**Set exercise**
Rewrite the items from the line containing "Question. Locate the overcast" through the end of the items, swapping "overcast sky" for "gray sky" and leaving everything else as it is. Don't include the pictures in your answer.

## Start Data extract

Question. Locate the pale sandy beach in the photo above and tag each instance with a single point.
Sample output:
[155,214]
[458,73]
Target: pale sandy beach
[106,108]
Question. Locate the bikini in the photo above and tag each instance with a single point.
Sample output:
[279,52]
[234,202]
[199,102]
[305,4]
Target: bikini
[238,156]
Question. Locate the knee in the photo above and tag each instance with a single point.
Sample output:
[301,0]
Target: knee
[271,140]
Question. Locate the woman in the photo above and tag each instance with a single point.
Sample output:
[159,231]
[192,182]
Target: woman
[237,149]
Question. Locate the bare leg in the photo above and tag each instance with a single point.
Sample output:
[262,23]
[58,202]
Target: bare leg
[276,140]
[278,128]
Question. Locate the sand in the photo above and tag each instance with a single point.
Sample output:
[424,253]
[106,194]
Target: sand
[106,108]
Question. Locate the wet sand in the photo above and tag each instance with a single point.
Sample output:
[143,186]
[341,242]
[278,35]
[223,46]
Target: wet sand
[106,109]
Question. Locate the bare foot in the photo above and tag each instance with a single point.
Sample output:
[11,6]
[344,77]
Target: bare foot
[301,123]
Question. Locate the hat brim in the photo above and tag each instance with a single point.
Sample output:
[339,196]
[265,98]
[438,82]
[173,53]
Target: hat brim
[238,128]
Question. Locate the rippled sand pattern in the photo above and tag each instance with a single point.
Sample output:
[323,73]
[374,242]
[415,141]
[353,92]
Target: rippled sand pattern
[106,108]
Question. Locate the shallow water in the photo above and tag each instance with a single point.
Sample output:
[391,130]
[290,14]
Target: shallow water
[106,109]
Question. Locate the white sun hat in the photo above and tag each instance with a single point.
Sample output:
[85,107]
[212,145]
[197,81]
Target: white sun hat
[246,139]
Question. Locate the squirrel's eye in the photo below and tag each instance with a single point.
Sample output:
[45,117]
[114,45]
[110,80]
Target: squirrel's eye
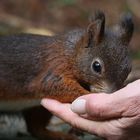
[96,66]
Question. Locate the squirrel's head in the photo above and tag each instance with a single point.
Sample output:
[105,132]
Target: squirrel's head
[102,54]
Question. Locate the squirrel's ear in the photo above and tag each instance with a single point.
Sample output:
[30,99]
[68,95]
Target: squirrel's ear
[96,27]
[124,29]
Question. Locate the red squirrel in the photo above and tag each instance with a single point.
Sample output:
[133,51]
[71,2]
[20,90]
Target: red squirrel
[62,67]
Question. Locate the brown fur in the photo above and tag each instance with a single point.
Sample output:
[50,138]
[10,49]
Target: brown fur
[61,67]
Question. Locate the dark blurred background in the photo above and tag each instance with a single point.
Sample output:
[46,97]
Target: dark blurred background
[56,16]
[47,16]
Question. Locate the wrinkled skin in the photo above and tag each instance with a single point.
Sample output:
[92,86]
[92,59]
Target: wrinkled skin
[111,116]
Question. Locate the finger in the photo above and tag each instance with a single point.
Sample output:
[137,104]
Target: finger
[64,112]
[108,106]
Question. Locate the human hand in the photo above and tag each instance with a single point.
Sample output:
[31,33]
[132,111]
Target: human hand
[112,116]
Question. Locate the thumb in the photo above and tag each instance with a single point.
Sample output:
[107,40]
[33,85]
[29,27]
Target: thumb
[107,106]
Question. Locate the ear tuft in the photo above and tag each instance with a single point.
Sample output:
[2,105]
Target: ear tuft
[125,28]
[96,27]
[98,15]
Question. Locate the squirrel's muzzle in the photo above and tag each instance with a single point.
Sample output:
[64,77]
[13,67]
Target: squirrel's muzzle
[103,86]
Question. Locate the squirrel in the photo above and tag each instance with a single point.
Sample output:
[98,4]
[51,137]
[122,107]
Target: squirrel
[63,67]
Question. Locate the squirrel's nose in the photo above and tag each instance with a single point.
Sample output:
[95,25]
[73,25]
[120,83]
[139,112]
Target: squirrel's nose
[103,86]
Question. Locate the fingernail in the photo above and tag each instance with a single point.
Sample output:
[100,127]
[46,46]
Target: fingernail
[78,106]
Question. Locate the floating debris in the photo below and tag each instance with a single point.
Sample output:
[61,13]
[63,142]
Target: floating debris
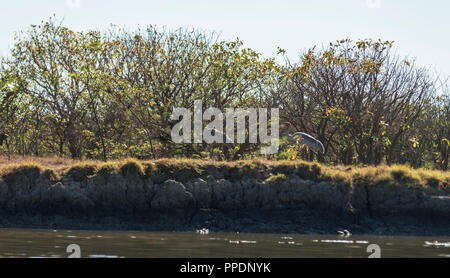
[336,241]
[437,244]
[247,241]
[103,256]
[203,231]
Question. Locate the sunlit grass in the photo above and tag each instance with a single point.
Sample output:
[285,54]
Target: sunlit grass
[185,168]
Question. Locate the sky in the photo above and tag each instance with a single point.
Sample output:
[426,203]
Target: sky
[419,29]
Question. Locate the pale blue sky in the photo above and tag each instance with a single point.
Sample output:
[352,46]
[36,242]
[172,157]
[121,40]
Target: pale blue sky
[419,28]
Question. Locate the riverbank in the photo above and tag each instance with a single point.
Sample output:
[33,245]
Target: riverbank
[245,196]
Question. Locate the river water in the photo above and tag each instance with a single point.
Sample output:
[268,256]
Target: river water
[115,244]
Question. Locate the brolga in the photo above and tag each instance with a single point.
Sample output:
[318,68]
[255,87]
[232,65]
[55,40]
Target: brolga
[302,138]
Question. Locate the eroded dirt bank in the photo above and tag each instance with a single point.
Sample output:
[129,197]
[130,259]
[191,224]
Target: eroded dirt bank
[252,197]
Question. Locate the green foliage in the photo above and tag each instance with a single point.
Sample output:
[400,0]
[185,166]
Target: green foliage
[109,95]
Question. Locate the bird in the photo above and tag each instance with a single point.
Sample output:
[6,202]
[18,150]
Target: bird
[203,231]
[225,137]
[305,139]
[344,233]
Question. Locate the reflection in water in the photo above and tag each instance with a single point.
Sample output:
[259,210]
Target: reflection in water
[110,244]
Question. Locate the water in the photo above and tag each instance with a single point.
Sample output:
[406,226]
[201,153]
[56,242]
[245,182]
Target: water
[115,244]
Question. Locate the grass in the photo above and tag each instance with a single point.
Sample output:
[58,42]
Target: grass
[185,169]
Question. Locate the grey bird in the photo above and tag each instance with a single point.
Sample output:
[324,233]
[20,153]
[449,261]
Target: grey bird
[344,233]
[305,139]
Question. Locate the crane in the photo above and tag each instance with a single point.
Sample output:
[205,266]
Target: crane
[302,138]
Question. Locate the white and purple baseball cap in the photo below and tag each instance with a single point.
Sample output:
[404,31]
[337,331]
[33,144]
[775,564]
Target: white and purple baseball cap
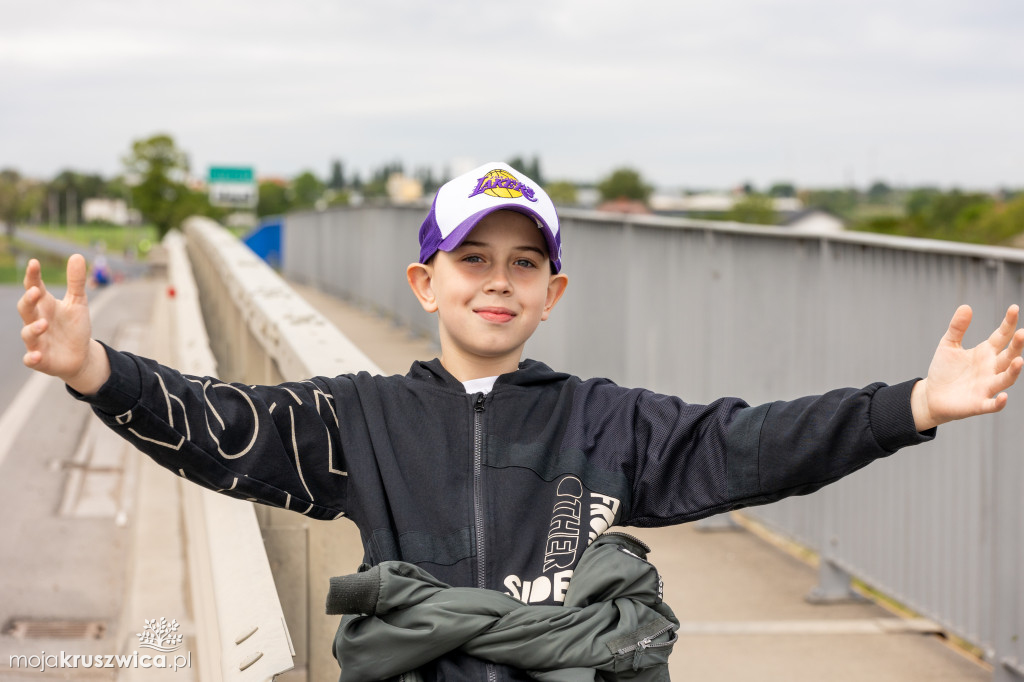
[463,202]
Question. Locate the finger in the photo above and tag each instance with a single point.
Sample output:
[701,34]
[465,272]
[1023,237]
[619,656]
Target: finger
[27,304]
[31,333]
[76,279]
[34,274]
[1011,352]
[1005,331]
[1005,380]
[958,325]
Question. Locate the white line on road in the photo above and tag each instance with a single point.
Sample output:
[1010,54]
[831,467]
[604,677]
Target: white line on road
[839,627]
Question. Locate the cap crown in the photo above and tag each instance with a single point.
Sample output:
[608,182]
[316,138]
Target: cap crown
[464,201]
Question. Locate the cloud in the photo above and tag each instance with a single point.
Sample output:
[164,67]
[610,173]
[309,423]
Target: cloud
[709,93]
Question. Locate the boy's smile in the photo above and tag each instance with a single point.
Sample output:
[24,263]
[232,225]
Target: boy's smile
[489,294]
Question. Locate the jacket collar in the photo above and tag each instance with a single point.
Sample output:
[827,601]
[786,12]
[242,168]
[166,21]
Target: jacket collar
[530,373]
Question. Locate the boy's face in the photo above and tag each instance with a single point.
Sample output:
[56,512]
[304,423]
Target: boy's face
[491,293]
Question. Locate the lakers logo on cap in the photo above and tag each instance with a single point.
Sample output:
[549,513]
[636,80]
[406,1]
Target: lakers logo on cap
[503,184]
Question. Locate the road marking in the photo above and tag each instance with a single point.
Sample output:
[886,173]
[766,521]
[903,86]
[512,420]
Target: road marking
[32,391]
[839,627]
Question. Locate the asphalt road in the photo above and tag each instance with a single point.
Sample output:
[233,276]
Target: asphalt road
[120,265]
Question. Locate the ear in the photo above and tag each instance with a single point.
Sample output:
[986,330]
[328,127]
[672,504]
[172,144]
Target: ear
[556,287]
[420,281]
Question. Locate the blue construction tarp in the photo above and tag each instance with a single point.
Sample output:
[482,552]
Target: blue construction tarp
[264,240]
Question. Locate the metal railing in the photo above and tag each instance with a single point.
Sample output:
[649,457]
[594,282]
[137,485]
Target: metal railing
[702,309]
[262,332]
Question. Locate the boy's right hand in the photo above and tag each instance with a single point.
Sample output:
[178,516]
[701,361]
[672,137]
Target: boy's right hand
[57,334]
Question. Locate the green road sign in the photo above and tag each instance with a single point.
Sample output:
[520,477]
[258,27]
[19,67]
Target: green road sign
[230,174]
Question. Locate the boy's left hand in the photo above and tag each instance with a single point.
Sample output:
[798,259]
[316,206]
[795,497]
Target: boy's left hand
[963,382]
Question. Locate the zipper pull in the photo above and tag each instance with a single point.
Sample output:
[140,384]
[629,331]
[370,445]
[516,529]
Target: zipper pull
[638,652]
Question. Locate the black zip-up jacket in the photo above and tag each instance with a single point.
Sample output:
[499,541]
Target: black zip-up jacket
[502,491]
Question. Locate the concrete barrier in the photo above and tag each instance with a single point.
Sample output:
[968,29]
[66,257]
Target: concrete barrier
[241,629]
[262,332]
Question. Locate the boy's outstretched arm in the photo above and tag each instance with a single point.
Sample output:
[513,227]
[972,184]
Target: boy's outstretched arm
[57,335]
[963,382]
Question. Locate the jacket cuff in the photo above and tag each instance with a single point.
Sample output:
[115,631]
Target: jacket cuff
[354,594]
[123,388]
[892,419]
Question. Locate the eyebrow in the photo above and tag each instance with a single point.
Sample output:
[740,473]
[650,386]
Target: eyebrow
[482,245]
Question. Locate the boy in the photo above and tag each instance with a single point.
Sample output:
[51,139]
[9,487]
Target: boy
[481,469]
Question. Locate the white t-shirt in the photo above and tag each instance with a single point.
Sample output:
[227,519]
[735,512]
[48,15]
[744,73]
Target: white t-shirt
[479,385]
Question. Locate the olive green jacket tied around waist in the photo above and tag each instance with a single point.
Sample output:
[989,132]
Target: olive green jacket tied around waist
[613,625]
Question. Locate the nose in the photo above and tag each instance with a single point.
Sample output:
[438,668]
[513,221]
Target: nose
[499,281]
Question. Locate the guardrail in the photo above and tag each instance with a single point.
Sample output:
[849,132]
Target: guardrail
[241,629]
[702,309]
[262,332]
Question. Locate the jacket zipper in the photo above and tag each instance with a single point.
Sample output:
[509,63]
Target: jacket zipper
[478,506]
[645,643]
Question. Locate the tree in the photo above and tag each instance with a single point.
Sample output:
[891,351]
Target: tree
[306,189]
[19,199]
[783,189]
[531,169]
[624,183]
[754,209]
[273,199]
[561,193]
[879,193]
[75,187]
[160,194]
[337,181]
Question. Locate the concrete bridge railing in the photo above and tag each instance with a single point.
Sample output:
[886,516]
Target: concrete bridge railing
[262,332]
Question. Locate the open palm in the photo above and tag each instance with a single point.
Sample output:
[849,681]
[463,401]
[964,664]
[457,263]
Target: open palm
[963,382]
[56,333]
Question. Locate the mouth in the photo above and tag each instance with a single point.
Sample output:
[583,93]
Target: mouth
[495,314]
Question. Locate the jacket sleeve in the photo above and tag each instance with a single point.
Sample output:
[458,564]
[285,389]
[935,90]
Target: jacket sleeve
[273,444]
[686,462]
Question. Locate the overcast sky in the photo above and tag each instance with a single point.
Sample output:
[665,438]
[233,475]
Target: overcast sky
[692,94]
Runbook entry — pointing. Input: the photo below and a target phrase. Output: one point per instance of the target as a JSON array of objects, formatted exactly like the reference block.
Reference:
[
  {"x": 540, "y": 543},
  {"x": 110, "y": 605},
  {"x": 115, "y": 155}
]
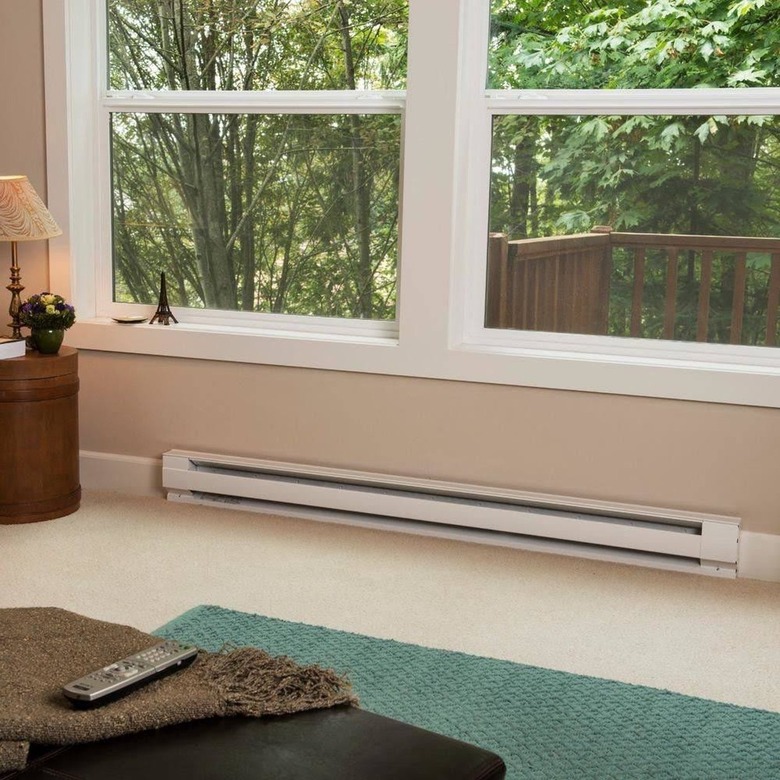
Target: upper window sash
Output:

## End Data extract

**Response to this task**
Question. Locate the gray sky in the photo above and tag each instance with a single point.
Sample output:
[665,438]
[233,475]
Target: gray sky
[692,94]
Runbook entry — pointing. Input: the photo below and a target phrase. Output: one point per instance of the target as a JSON array of objects, formatted exactly like the reference block.
Reference:
[
  {"x": 540, "y": 543},
  {"x": 110, "y": 605},
  {"x": 115, "y": 155}
]
Target: upper window sash
Output:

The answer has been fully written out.